→ EXERCISE TEXT
# # # #

ChatGPT and Claude have multiple models and modes, and using them according to the task greatly changes your efficiency. Don't overthink it—just remember there are two families: the "fast standard model" and the "deliberate reasoning model."
Standard Model (Fast, All-Purpose)
This is enough for most everyday work. Writing, summarizing, paraphrasing, brainstorming, Q&A, and more. It's fast and cheap, letting you go back and forth at a good pace.
Reasoning Model (Thinks Deliberately)
This is the mode called "extended thinking," "Thinking," and the like. Because it thinks deliberately inside before answering, it's slow and more costly (sometimes several to a dozen-plus times more). In exchange, it shines in situations like these.
- Logic problems involving multiple conditions
- Math, calculation, data analysis
- Designing or debugging complex code
- Checking long passages for contradictions
Important: How You Give Instructions Is Reversed
This is the surprising pitfall.
- For a standard model, give detailed step-by-step instructions ("First do X, next do Y")
- For a reasoning model, don't write the steps—give it only the goal (let it work out the approach itself)
If you specify detailed steps for a reasoning model, you actually constrain its performance. Convey only "what you want to achieve," and leave the how-to to it.

# # # #

→ DATASET CONTENT
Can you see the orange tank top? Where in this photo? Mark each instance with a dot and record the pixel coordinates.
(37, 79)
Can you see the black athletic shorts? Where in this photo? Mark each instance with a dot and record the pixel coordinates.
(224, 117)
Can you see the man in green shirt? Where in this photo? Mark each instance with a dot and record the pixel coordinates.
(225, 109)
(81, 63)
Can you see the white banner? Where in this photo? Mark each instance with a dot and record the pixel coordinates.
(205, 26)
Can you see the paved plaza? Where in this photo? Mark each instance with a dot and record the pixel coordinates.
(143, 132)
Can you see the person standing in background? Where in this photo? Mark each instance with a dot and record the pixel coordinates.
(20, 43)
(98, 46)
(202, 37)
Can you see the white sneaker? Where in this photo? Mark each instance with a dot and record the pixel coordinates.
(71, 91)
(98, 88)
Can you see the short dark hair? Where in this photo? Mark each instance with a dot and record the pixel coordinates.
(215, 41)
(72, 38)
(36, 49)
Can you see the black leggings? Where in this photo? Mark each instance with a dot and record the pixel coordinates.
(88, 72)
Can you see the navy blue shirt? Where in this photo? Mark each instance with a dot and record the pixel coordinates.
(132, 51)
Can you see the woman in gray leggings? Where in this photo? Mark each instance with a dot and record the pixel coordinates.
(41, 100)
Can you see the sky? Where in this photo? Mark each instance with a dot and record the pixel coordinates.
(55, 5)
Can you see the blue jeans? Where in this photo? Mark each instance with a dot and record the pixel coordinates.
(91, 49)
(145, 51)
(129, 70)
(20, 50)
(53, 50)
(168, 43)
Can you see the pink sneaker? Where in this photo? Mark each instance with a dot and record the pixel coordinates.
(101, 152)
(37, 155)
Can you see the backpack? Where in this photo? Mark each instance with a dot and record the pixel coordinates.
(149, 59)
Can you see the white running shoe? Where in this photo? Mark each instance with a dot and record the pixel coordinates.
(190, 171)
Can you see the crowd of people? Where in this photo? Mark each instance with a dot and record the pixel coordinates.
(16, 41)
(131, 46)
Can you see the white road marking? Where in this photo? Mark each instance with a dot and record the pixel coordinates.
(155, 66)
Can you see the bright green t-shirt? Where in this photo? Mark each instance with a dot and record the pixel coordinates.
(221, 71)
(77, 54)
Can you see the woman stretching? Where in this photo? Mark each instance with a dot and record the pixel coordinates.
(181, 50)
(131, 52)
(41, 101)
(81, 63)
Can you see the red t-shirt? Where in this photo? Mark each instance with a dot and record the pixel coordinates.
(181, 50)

# # # #

→ PROBLEM TO WORK ON
Write what comes next in the guide on fast standard and reasoning models, starting after its last sentence. The rows play no part in this.

→ RESULT
Modes Worth Knowing
- Web search — Turn it on when you need the latest information or fact-checking
- File attachment — Have it read a PDF, image, or data, and ask about its contents
- Projects / Notebook-style — Have it remember the same premises and use it repeatedly while keeping context
How to Choose When Unsure
- First try the standard model
- If you feel the thinking is "shallow" or "the logic breaks down," switch to the reasoning model
- If "the information is old or uncertain," turn on search
- If "you want it grounded in material," attach a file
Standard model for speed, reasoning model for difficulty. Just remember this and you're set.
Note: Model names and lineups update quickly, so check each service's official guidance for the latest (this article's overview is as of May 2026).